# Point labeling dataset excerpts:
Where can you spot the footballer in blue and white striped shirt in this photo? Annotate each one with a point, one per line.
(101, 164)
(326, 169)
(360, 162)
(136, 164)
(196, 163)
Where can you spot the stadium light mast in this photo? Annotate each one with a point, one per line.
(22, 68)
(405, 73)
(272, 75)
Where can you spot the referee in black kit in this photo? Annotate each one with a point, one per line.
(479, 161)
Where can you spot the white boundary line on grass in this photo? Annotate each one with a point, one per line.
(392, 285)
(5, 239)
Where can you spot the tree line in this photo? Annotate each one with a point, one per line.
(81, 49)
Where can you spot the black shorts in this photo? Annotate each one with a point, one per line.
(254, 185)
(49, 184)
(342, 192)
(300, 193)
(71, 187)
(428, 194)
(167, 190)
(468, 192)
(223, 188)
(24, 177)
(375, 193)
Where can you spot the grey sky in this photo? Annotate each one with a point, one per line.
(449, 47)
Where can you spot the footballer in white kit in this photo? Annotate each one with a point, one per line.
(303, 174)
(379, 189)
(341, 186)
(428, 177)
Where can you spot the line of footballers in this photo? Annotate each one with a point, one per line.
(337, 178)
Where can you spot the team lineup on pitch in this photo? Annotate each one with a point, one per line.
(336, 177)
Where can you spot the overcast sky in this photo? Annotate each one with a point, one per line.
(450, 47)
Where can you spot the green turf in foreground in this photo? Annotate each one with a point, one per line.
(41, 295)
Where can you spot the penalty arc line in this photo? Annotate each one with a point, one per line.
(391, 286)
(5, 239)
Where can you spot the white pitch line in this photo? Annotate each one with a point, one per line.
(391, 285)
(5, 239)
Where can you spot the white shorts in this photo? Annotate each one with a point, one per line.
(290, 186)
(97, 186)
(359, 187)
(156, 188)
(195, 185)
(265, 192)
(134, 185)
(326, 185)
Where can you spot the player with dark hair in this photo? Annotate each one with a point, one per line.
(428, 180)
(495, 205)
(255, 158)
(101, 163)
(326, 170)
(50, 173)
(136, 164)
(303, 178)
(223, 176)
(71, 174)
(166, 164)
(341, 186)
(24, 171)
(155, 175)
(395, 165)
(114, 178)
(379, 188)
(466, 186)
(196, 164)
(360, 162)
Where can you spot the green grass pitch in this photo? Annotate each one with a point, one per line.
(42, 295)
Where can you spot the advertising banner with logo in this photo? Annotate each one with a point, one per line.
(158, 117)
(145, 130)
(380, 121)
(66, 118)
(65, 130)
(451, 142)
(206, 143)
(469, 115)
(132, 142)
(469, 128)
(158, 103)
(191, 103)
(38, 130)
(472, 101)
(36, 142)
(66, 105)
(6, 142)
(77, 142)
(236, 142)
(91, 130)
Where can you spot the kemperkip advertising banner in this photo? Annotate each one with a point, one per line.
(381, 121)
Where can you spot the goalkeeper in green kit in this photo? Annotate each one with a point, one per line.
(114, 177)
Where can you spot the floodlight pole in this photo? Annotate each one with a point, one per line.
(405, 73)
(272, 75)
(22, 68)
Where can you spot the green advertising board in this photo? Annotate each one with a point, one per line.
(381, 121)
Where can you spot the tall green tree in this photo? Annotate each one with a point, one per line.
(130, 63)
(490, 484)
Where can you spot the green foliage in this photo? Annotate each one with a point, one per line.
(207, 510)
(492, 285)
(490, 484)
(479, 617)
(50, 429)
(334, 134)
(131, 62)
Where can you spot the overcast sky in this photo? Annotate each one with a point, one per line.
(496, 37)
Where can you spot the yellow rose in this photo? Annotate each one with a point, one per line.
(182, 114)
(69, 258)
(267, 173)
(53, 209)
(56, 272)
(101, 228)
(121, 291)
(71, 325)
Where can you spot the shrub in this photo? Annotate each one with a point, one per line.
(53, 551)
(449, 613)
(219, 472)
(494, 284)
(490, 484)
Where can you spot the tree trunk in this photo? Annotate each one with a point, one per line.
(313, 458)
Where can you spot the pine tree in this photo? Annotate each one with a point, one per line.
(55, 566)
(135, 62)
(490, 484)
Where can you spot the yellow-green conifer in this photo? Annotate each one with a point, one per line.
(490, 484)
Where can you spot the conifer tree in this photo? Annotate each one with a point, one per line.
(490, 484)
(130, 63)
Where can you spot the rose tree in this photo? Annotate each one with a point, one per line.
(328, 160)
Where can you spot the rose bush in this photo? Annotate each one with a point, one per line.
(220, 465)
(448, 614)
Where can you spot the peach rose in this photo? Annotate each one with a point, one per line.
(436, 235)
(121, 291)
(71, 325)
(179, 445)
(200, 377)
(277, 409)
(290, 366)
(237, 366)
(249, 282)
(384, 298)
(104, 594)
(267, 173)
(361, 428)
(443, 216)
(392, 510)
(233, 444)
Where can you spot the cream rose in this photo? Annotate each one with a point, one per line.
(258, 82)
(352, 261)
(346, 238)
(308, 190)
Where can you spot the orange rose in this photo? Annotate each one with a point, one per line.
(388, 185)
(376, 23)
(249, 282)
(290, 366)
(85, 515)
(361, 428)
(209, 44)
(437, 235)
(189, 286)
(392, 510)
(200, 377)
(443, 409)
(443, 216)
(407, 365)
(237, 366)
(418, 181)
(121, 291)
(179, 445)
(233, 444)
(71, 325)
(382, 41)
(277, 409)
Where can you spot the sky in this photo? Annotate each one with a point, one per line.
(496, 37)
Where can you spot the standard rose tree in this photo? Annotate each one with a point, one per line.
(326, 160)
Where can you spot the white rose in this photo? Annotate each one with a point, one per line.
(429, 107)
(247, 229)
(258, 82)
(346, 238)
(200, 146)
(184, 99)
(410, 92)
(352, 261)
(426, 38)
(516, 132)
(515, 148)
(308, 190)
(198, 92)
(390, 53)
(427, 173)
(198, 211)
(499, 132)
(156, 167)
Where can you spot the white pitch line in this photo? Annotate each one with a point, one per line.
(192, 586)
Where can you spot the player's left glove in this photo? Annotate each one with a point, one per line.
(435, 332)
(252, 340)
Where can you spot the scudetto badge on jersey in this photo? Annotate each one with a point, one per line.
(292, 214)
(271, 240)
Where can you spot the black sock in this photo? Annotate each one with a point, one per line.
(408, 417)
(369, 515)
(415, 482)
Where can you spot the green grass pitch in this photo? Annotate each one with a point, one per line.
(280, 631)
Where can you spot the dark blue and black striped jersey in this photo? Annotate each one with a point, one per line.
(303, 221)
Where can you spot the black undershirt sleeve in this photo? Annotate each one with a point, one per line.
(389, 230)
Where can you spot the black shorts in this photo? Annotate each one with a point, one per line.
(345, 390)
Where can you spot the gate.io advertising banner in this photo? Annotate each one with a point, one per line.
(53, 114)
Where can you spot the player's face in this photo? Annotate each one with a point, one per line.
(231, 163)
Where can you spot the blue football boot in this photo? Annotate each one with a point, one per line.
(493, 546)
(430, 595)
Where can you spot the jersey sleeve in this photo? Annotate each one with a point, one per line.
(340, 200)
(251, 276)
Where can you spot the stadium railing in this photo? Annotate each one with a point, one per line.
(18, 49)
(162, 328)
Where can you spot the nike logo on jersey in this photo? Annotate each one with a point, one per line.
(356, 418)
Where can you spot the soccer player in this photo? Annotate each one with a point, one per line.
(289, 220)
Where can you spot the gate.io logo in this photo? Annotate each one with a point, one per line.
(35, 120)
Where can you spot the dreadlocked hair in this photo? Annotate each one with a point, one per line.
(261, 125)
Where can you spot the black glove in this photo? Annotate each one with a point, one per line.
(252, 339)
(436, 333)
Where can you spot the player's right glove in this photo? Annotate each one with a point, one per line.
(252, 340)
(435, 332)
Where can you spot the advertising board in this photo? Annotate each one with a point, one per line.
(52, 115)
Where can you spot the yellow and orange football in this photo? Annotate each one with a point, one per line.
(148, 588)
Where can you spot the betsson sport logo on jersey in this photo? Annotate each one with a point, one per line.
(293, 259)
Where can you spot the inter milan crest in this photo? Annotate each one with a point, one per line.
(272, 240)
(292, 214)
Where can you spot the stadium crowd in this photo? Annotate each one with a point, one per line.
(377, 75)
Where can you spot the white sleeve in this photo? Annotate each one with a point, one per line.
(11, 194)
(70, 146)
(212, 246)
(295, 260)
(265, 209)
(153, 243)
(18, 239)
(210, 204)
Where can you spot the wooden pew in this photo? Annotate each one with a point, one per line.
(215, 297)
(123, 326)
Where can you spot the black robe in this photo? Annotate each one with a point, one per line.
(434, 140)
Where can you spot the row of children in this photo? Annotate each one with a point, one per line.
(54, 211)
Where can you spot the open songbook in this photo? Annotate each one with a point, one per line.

# Directive:
Reproduce only the lines running from the one that contains "Where can you spot the dreadlocked" to the last line of the records.

# Solved exercise:
Where can you spot the dreadlocked hair in this photo? Annotate each one with a point, one per line.
(261, 125)
Where can you spot the black glove in this photo? Annotate each one with a point, one per line.
(252, 339)
(436, 333)
Where can you spot the player's right glove in this photo? Annotate each one with a point, one per line.
(252, 340)
(435, 332)
Where can you spot the advertising board in this photo? Annotate each one with a point, one per line.
(52, 115)
Where can you spot the yellow and orange football in this photo? Annotate each one with a point, one per line.
(148, 588)
Where can you spot the betsson sport logo on jersey in this photo? Annotate each one with a point, one per line.
(293, 259)
Where can you spot the inter milan crest in this photo? Annotate each one with a point, one per line.
(272, 240)
(292, 214)
Where can you spot the stadium crowd in this photo? Annotate each one with a point, one per line.
(377, 75)
Where can you spot the white sleeve in this photo? Annotate each one with a point, one per line.
(11, 194)
(70, 146)
(212, 246)
(295, 260)
(265, 209)
(153, 243)
(18, 239)
(210, 204)
Where can you spot the wooden pew in this photo? Annotate each one with a point, one per line.
(215, 297)
(123, 326)
Where can you spot the black robe in this photo? Annotate each one with a point, one per line.
(434, 140)
Where can you spot the row of children in this photo? Annotate each one with a point, one per line.
(54, 211)
Where can you spot the open songbook in this photo? Annotate each one with a point, one per line.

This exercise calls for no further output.